[Dataset items]
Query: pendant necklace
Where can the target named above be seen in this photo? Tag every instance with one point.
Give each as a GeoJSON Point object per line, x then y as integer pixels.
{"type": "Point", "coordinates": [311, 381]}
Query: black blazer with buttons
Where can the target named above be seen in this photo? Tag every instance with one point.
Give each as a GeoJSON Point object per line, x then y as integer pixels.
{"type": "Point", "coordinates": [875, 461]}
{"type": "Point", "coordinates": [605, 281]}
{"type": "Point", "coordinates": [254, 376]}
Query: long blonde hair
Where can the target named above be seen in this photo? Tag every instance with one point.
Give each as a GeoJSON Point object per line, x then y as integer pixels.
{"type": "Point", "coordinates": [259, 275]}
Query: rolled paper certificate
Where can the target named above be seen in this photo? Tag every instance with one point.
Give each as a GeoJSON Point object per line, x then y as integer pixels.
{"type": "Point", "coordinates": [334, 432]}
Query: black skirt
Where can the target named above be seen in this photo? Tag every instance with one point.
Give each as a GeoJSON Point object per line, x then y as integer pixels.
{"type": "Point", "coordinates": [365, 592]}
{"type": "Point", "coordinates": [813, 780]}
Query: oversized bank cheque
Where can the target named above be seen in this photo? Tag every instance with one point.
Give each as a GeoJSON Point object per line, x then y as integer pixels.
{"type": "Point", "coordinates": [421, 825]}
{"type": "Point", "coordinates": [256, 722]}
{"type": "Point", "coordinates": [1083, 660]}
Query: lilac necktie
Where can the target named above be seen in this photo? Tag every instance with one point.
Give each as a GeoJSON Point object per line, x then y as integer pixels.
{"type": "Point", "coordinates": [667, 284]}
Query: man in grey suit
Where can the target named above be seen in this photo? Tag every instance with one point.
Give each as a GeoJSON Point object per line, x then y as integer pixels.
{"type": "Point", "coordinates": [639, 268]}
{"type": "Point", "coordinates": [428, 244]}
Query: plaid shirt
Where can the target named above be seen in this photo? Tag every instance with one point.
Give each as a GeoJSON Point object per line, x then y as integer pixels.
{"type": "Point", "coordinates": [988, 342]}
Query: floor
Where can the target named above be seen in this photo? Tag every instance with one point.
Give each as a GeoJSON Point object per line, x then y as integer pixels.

• EXERCISE AIM:
Begin at the line containing "Query: man in grey suit" and reproduce each line through the end of the records above.

• RESULT BELOW:
Query: man in grey suit
Where can the target named above be seen in this photo? Tag every instance with one point.
Give each as a GeoJSON Point object per line, x then y as integer pixels.
{"type": "Point", "coordinates": [639, 268]}
{"type": "Point", "coordinates": [428, 244]}
Query: plaid shirt
Where can the target named above be seen in this photo? Tag every instance with one point.
Give each as a GeoJSON Point object per line, x then y as integer pixels.
{"type": "Point", "coordinates": [988, 342]}
Query: floor
Where can the target named above be seen in this photo? Tag every instance with one point.
Give each as a GeoJSON Point object per line, x then y as integer pixels.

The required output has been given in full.